- _Data for the task_
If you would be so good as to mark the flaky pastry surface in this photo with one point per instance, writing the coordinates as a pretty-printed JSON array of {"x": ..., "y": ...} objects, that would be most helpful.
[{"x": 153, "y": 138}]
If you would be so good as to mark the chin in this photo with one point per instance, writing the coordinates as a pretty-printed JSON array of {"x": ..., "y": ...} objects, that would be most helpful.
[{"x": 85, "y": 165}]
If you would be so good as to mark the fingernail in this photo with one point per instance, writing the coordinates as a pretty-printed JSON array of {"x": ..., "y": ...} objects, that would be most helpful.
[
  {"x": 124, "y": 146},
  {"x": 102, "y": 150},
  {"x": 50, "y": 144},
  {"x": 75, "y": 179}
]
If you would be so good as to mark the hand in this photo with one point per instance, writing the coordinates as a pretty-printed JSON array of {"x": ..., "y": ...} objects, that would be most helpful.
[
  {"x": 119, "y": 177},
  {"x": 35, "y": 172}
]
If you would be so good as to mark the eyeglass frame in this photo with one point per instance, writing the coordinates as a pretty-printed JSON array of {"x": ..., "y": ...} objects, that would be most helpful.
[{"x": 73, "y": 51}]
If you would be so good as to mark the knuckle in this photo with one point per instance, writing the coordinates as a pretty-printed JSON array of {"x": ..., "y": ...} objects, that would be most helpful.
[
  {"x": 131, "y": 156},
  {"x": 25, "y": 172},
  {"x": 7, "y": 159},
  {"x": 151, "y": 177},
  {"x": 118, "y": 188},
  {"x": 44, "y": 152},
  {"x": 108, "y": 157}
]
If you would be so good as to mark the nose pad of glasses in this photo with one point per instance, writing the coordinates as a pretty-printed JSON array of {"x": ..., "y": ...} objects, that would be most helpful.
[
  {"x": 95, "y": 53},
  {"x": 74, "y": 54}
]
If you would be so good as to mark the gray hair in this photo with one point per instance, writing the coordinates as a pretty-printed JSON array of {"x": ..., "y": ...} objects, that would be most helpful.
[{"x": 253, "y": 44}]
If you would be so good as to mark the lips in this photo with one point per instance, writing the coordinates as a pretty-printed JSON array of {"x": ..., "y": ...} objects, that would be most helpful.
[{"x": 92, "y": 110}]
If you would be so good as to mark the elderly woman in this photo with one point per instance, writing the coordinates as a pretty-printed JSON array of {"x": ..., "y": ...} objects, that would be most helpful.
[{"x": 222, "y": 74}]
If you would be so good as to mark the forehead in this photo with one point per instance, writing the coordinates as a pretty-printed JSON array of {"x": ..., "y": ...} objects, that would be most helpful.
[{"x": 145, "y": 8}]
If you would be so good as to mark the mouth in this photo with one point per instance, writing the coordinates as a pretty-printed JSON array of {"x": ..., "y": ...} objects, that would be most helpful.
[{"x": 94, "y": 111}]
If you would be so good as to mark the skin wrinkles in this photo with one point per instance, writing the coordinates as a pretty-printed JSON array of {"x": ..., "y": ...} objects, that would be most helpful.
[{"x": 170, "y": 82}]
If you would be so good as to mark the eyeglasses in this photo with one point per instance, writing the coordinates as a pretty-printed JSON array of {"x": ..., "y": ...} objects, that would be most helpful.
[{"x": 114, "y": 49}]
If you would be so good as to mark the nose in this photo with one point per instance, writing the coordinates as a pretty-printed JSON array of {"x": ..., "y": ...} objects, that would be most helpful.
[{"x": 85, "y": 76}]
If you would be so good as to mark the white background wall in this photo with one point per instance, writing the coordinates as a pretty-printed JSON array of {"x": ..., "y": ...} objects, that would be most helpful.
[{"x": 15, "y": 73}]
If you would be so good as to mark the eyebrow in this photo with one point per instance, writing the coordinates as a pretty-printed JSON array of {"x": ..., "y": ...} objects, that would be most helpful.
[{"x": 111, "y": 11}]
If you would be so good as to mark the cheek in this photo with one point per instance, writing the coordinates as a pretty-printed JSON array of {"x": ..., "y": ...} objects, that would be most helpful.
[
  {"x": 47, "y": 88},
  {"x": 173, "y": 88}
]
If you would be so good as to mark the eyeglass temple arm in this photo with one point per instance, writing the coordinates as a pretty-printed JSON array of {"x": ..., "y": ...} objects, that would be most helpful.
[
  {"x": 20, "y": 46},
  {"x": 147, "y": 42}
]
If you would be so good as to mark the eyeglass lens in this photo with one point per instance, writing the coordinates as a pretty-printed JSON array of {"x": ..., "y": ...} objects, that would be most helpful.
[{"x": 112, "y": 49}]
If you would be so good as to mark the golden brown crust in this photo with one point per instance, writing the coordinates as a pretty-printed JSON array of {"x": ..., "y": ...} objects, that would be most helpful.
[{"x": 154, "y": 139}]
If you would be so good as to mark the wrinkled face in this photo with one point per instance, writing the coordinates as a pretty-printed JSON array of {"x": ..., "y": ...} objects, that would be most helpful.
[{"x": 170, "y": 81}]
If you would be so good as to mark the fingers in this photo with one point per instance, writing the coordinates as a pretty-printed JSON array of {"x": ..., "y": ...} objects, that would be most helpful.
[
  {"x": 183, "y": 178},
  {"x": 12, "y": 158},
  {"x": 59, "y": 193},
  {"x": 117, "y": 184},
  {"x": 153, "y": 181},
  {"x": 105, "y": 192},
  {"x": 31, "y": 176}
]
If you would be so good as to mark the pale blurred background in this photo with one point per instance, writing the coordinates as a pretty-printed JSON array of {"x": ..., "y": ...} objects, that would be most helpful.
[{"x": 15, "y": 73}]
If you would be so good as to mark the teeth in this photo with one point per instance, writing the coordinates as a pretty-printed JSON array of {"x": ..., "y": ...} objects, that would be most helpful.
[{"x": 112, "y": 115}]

- _What needs to be done_
Put every line of the entries above into a numbered list, leaving out any blank lines.

- _Solved exercise_
1. If you would be so good as to mark the flaky pastry surface in this photo with one point per instance, writing the coordinates as a pretty-printed JSON array of {"x": ..., "y": ...} objects, that would be most helpful.
2. [{"x": 153, "y": 138}]
3. If you would be so good as to mark the chin in this photo with one point per instance, writing the coordinates as a pretty-printed JSON array of {"x": ..., "y": ...} objects, that would be most helpful.
4. [{"x": 85, "y": 165}]
5. If you would be so good as to mark the fingernail in this photo with one point per instance, writing the coordinates as a pretty-printed JSON array of {"x": ..., "y": ...} objects, that would be most helpful.
6. [
7.   {"x": 124, "y": 146},
8.   {"x": 102, "y": 150},
9.   {"x": 50, "y": 144},
10.   {"x": 75, "y": 179}
11. ]
12. If you would be so good as to mark the hand in this photo with one point per instance, writing the coordinates as a pretty-printed JSON array of {"x": ..., "y": ...} objects, that would be most helpful.
13. [
14.   {"x": 119, "y": 177},
15.   {"x": 35, "y": 172}
16. ]
17. If you would be so good as to mark the eyeglass frame in this photo with one point per instance, writing the coordinates as a pretty-printed JSON array of {"x": ..., "y": ...} objects, that would be most helpful.
18. [{"x": 73, "y": 51}]
19. If you would be so good as to mark the knuckle in this photo with one point per instance, writing the coordinates as a pretty-printed JSON array of {"x": ..., "y": ...} objects, that would be most helpful.
20. [
21.   {"x": 131, "y": 156},
22.   {"x": 25, "y": 172},
23.   {"x": 7, "y": 159},
24.   {"x": 151, "y": 177},
25.   {"x": 118, "y": 188},
26.   {"x": 44, "y": 152},
27.   {"x": 108, "y": 157}
28. ]
29. If you would be so good as to mark the nose pad of glasses in this photo with one point per instance, writing the coordinates as a pretty-printed JSON array of {"x": ..., "y": ...} objects, that would be most helpful.
30. [
31.   {"x": 95, "y": 53},
32.   {"x": 74, "y": 54}
33. ]
34. If you would be so good as to mark the gray hair in this photo with one point per instance, writing the coordinates as a pretty-printed JSON array of {"x": ..., "y": ...} objects, that would be most helpful.
35. [{"x": 253, "y": 44}]
36. If you would be so good as to mark the lips in this photo with one point per instance, writing the coordinates as a pretty-printed JSON array of {"x": ..., "y": ...} objects, that would be most helpful.
37. [{"x": 92, "y": 110}]
38. If you would be so good as to mark the elderly woman in this photo with one point per instance, writing the coordinates as a pretty-printed JSON array of {"x": ..., "y": ...} objects, that would be most helpful.
39. [{"x": 222, "y": 74}]
40. If you would be so good as to mark the forehead in this photo with one point per instance, writing the coordinates as a pretty-printed JSON array of {"x": ..., "y": ...} objects, that would be most helpful.
41. [{"x": 145, "y": 8}]
42. If you would be so good as to mark the mouth in this photo with one point per instance, writing the coordinates as a pretty-printed JSON array of {"x": ..., "y": ...} objects, that would be most helpful.
43. [{"x": 94, "y": 111}]
44. If you would be so good as to mark the skin wrinkles in this photo with one point per instance, writing the coordinates as a pretty-printed JSON array of {"x": ..., "y": ...} objects, that would be most helpful.
45. [{"x": 170, "y": 82}]
46. If you would be so good as to mark the eyeglasses in this photo with one point per instance, writing the coordinates as a pretty-printed JSON array of {"x": ..., "y": ...} objects, that would be most helpful.
47. [{"x": 114, "y": 49}]
48. If you would be so good as to mark the nose in this photo with one point per instance, writing the coordinates as a pretty-printed JSON array of {"x": ..., "y": ...} objects, that would be most helpful.
49. [{"x": 85, "y": 76}]
50. If you would be so good as to mark the white background wall in this photo with one point per instance, writing the coordinates as a pretty-printed JSON array of {"x": ..., "y": ...} objects, that would be most helpful.
51. [{"x": 15, "y": 73}]
52. If you would be so good as to mark the eyebrow in this photo with one point per instance, writing the coordinates as a pretty-printed JSON array of {"x": ..., "y": ...} objects, that would be most helpful.
53. [{"x": 111, "y": 11}]
54. If you would be so good as to mark the cheek in this photo with one point per instance, writing the coordinates as a pretty-printed JSON array of {"x": ..., "y": ...} objects, that would be most helpful.
55. [
56.   {"x": 47, "y": 88},
57.   {"x": 173, "y": 88}
58. ]
59. If you would be so good as to mark the eyeglass temple arm in this photo with one point per instance, writing the coordinates as a pretty-printed JSON array of {"x": ..., "y": ...} objects, that would be most helpful.
60. [
61.   {"x": 20, "y": 46},
62.   {"x": 147, "y": 42}
63. ]
64. If you would be so good as to mark the eyeglass lens in this photo with one point per instance, writing the coordinates as a pretty-printed JSON array of {"x": ..., "y": ...} objects, that would be most helpful.
65. [{"x": 112, "y": 49}]
66. If you would be so good as to mark the golden brown crust in this photo with one point per instance, writing the coordinates as a pretty-printed JSON array of {"x": ..., "y": ...} objects, that would be most helpful.
67. [{"x": 154, "y": 139}]
68. If you would be so good as to mark the wrinkled face in this photo with one point per instance, writing the coordinates as a pretty-printed JSON array of {"x": ..., "y": ...} objects, that would be most helpful.
69. [{"x": 170, "y": 81}]
70. If you would be so good as to mark the fingers in this photo with one point per instance, writing the coordinates as a pretty-printed JSON array of {"x": ..., "y": ...} objects, that would be most helpful.
71. [
72.   {"x": 183, "y": 178},
73.   {"x": 12, "y": 158},
74.   {"x": 59, "y": 193},
75.   {"x": 117, "y": 184},
76.   {"x": 153, "y": 181},
77.   {"x": 105, "y": 192},
78.   {"x": 31, "y": 176}
79. ]
80. If you would be so good as to mark the pale blurred background in this photo with one point per instance, writing the coordinates as a pretty-printed JSON array of {"x": ..., "y": ...} objects, that would be most helpful.
81. [{"x": 15, "y": 73}]
82. If you would be so good as to mark the teeth in this photo with one point per instance, writing the coordinates as a pretty-printed JSON array of {"x": ..., "y": ...} objects, that would be most helpful.
83. [{"x": 112, "y": 115}]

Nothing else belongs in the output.